What you have to do:
Quote the listing below word for word, leaving the pictures out.

-- Start of Dataset records --

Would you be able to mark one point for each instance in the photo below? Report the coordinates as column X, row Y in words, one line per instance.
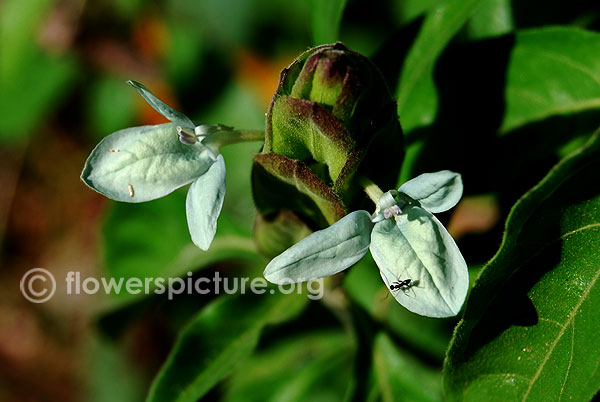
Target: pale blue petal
column 144, row 163
column 436, row 192
column 325, row 252
column 418, row 247
column 161, row 107
column 204, row 202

-- End of Dataset records --

In response:
Would you be able to mark one point for each instance in the photo below? Report the coordinates as column X, row Y in words, one line per instance.
Target: pale blue petal
column 144, row 163
column 436, row 192
column 325, row 252
column 418, row 247
column 161, row 107
column 204, row 202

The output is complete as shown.